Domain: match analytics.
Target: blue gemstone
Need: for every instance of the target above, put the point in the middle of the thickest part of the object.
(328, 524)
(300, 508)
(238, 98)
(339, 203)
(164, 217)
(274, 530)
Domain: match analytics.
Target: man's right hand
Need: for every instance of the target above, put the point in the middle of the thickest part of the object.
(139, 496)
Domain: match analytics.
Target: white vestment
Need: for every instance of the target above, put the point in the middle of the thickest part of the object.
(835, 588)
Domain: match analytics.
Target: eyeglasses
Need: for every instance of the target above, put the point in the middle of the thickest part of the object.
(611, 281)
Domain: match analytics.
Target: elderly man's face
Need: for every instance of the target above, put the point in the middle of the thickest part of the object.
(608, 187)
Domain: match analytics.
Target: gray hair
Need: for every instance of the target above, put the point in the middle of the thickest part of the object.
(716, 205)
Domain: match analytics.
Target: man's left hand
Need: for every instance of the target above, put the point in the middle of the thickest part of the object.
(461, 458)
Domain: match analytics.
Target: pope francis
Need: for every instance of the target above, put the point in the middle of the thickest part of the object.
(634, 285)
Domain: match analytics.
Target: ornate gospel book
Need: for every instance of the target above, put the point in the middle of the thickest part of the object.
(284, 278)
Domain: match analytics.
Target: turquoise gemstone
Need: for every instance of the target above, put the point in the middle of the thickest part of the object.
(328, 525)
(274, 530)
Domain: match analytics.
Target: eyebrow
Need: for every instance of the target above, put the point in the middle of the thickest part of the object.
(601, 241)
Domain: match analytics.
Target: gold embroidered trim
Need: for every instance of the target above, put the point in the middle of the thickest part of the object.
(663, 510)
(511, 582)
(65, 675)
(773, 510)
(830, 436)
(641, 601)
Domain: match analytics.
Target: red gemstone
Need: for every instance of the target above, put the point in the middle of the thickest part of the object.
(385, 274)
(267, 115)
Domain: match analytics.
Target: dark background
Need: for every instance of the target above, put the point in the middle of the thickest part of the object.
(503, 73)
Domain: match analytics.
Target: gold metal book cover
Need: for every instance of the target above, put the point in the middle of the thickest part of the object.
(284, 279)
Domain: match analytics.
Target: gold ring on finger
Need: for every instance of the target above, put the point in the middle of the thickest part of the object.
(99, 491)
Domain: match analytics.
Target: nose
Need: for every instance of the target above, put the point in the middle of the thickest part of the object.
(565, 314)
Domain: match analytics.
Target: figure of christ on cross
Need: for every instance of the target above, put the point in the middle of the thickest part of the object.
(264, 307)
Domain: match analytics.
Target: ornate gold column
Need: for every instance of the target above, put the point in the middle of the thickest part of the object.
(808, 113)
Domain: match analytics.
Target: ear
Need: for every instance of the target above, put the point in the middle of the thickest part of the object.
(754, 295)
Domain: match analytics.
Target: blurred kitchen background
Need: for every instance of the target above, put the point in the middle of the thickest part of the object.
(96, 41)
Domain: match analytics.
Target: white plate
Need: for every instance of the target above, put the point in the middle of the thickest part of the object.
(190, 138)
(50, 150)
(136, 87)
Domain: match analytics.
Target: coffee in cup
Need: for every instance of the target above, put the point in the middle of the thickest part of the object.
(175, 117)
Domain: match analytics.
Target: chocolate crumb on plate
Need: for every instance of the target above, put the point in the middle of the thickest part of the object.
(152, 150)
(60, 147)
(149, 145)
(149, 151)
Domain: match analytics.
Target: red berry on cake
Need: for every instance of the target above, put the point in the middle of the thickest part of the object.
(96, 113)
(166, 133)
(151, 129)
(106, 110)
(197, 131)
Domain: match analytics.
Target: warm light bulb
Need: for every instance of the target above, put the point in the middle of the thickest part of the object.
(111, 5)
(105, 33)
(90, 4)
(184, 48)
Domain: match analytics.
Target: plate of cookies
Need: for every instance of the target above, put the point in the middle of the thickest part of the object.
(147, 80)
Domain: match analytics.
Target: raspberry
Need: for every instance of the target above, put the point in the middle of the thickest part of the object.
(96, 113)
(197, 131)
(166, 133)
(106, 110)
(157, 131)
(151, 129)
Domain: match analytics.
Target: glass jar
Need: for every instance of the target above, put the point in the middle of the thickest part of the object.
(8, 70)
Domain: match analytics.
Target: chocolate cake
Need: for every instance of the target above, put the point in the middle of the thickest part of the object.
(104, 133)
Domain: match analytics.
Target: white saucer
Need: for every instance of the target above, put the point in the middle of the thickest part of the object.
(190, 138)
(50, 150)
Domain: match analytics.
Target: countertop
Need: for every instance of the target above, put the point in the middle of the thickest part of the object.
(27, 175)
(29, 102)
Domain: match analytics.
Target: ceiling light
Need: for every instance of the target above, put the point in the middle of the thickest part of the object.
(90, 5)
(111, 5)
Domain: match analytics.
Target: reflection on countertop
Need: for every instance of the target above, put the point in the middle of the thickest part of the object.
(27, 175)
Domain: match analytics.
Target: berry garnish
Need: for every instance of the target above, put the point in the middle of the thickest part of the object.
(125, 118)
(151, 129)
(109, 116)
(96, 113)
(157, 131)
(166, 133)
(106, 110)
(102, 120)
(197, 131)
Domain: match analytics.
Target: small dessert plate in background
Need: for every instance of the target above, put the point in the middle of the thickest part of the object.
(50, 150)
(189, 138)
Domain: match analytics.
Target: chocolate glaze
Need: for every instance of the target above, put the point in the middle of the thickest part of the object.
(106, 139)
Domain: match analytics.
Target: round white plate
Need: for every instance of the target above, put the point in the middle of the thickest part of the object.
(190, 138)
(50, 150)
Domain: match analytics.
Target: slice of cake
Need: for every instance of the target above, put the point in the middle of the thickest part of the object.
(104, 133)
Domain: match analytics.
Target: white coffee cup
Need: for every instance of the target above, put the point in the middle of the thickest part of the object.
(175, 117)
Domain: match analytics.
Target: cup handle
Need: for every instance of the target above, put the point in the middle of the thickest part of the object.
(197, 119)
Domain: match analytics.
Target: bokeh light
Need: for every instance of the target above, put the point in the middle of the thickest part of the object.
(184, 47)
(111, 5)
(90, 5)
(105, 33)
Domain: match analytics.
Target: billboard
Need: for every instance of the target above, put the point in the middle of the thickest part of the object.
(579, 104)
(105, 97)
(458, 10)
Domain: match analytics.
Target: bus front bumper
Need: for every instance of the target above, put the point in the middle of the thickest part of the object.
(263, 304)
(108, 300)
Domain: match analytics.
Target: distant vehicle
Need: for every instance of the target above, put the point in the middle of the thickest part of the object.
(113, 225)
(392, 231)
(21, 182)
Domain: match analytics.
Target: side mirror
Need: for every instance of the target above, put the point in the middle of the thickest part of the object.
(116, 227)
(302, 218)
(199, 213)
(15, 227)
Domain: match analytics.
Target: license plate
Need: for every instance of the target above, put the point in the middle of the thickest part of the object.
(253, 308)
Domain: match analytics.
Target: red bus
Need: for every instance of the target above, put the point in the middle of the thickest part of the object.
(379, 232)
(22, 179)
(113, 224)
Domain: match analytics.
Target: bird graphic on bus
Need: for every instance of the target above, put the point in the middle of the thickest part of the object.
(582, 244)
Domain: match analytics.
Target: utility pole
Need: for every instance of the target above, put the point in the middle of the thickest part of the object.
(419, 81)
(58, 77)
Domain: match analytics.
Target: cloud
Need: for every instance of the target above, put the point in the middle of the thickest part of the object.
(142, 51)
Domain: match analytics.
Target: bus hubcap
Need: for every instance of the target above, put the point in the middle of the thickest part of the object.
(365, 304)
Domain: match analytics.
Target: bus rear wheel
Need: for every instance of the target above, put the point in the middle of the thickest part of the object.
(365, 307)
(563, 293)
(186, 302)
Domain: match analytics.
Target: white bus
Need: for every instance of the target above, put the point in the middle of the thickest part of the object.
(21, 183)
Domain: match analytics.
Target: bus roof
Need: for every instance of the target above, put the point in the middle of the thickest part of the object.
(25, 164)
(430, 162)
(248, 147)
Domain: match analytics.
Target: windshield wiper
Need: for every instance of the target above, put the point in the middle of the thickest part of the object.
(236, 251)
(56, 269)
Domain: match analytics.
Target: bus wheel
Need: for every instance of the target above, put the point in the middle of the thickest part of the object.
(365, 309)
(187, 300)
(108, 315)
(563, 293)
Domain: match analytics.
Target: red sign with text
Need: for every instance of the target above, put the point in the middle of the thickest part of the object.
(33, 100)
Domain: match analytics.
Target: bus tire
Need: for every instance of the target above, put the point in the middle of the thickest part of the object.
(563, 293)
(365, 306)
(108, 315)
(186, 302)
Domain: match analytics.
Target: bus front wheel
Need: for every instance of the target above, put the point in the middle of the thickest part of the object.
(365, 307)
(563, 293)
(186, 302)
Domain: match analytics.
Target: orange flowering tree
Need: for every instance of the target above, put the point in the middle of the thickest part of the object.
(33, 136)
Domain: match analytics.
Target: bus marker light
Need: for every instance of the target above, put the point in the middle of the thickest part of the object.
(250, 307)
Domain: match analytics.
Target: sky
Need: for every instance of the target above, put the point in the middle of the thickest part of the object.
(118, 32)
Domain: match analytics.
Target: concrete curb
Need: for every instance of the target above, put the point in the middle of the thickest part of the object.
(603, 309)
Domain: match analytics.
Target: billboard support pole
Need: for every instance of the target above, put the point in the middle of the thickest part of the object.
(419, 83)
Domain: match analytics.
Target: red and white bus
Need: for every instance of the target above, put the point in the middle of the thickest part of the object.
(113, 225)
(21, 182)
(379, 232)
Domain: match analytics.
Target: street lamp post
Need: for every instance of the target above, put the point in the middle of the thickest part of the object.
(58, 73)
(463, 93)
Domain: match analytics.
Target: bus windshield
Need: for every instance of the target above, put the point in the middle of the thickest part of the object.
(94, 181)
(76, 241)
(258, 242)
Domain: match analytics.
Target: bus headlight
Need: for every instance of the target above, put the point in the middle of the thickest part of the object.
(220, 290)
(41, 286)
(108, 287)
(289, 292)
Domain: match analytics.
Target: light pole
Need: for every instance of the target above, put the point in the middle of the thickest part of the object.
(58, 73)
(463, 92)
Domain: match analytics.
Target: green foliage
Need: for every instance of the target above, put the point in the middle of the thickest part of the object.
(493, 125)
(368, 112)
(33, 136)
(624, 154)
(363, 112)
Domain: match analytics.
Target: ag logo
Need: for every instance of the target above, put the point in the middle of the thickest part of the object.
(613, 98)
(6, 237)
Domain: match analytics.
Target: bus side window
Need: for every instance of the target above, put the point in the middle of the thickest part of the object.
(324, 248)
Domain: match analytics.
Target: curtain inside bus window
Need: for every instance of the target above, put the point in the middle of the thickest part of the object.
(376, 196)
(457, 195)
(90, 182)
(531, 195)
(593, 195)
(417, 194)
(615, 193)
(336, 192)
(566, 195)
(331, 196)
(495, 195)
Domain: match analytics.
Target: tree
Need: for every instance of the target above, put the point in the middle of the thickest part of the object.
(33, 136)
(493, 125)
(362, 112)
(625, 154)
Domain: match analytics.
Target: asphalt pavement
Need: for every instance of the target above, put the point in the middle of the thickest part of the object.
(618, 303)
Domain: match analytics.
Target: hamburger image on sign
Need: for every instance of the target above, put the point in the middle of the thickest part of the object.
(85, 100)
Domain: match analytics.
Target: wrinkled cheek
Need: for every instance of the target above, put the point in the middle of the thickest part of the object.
──────
Locate every line in the material above that contains the word "cake" and copy each one in full.

Target: red berry on cake
Target: chocolate cake
Target: slice of cake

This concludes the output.